» **EXERCISE REQUIREMENTS**
Give the listing again character for character, but drop the images.

— start of EXERCISE INPUT —

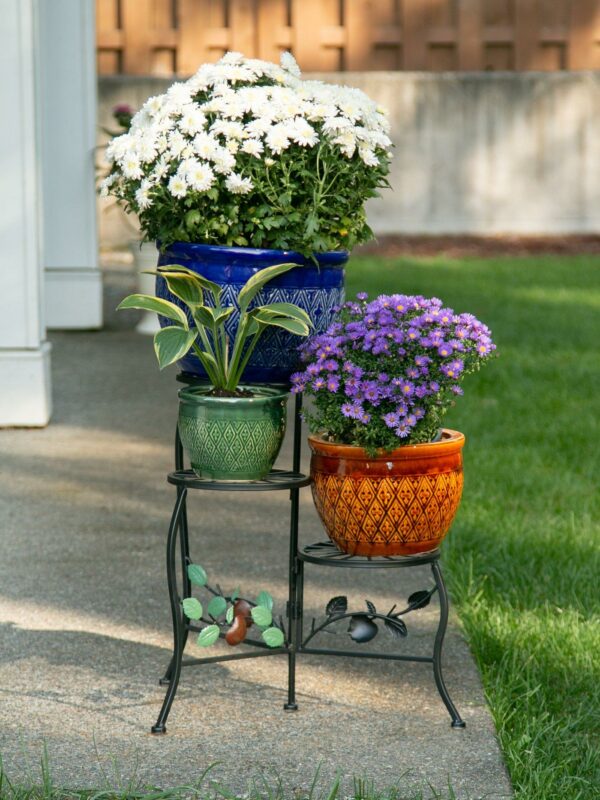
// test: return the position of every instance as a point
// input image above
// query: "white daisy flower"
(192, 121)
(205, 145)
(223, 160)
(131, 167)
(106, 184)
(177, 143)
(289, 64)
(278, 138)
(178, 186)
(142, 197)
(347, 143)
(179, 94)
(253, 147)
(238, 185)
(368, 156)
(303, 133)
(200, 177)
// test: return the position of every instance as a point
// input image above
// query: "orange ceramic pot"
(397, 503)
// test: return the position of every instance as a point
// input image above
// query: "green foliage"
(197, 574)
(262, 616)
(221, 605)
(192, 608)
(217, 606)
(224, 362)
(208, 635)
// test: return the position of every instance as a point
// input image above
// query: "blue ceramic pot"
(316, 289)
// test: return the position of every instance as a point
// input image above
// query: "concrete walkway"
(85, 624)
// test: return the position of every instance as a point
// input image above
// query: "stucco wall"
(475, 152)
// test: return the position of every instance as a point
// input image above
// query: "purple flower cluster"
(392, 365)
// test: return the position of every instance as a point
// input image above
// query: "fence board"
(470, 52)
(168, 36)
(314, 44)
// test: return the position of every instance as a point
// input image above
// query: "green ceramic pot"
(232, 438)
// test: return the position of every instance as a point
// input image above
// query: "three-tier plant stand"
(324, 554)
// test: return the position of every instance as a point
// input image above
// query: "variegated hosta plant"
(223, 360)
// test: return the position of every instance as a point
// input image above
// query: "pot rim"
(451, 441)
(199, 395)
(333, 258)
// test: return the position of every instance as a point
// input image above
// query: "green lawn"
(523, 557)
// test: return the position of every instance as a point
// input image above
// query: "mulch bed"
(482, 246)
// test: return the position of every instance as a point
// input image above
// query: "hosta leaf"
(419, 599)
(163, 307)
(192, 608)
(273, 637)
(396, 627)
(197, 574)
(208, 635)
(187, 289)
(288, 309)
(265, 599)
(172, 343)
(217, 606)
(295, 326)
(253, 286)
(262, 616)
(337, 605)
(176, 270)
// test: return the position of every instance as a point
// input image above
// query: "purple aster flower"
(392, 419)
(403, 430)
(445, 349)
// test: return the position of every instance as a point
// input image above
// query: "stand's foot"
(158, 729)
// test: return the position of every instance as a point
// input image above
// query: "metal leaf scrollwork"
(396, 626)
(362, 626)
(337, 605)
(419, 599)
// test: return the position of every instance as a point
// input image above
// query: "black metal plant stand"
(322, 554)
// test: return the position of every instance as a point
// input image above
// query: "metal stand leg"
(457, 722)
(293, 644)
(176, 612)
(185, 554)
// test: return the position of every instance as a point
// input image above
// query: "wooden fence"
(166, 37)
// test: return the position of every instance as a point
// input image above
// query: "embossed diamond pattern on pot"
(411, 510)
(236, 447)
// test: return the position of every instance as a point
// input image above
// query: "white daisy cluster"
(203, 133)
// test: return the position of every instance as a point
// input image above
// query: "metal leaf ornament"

— end of EXERCISE INPUT —

» **WRITTEN ANSWER**
// test: return the position of every instance as a point
// input image above
// query: "white daisy flower"
(192, 121)
(205, 145)
(223, 160)
(131, 167)
(106, 184)
(177, 143)
(289, 64)
(278, 138)
(178, 186)
(142, 197)
(347, 143)
(179, 94)
(253, 147)
(238, 185)
(368, 156)
(303, 133)
(200, 177)
// test: return the position of every instance as a point
// input image above
// query: "orange ceramic pot"
(397, 503)
// test: return the position of every instance as a point
// input image above
// query: "green foliage"
(197, 574)
(262, 616)
(221, 605)
(192, 608)
(217, 606)
(224, 362)
(208, 635)
// test: return the position of every instance as a point
// input image above
// query: "blue ceramic pot"
(316, 289)
// test: return the position of every instance as a point
// input image above
// query: "concrete walkway"
(85, 624)
// test: return the position of every instance as a point
// input image above
// query: "stucco wall"
(475, 152)
// test: return the position of every instance as a point
// input image above
// query: "purple flower cluster"
(392, 365)
// test: return the position of every instance as a point
// input image above
// query: "fence board"
(470, 52)
(168, 36)
(314, 44)
// test: return the position of every instance as a point
// input image above
// query: "green ceramic pot"
(232, 438)
// test: return the position of every instance as a point
// input image above
// query: "three-tier plant stand"
(324, 554)
// test: return the position of every instance as a point
// input image above
// query: "variegated hosta plant"
(223, 360)
// test: return the position of every instance as a point
// input image above
// query: "pot rim"
(451, 441)
(199, 395)
(333, 258)
// test: return the position of every instance as a point
// input image above
// query: "green lawn"
(523, 557)
// test: return the position of every instance as a point
// input image above
// query: "mulch bed"
(482, 246)
// test: return the position of every instance as a point
// input image above
// query: "hosta leaf"
(419, 599)
(163, 307)
(192, 608)
(273, 637)
(396, 627)
(197, 574)
(208, 635)
(187, 289)
(288, 309)
(265, 599)
(172, 343)
(217, 606)
(295, 326)
(253, 286)
(262, 616)
(337, 605)
(176, 270)
// test: return the position of every instance as a point
// input image above
// query: "purple aster flower"
(392, 419)
(403, 430)
(445, 349)
// test: return the position of every instance as a point
// input image above
// query: "stand's foot"
(158, 729)
// test: return the position of every instance as a point
// input image above
// query: "metal leaf scrollwork"
(396, 626)
(362, 626)
(337, 605)
(419, 599)
// test: return the position of every instance as a point
// input image above
// query: "black metal plant stand"
(322, 554)
// test: return the position of every instance as a point
// input image above
// query: "metal stand leg"
(457, 722)
(293, 644)
(176, 612)
(185, 554)
// test: return the position of every instance as a point
// input image above
// query: "wooden fence"
(166, 37)
// test: return the position of every instance as a point
// input image above
// query: "embossed diamond pattern on pot"
(411, 510)
(236, 447)
// test: return the position of every instance as a point
// input image above
// query: "white daisy cluster"
(203, 133)
// test: return the position of every instance as a point
// input image above
// query: "metal leaf ornament"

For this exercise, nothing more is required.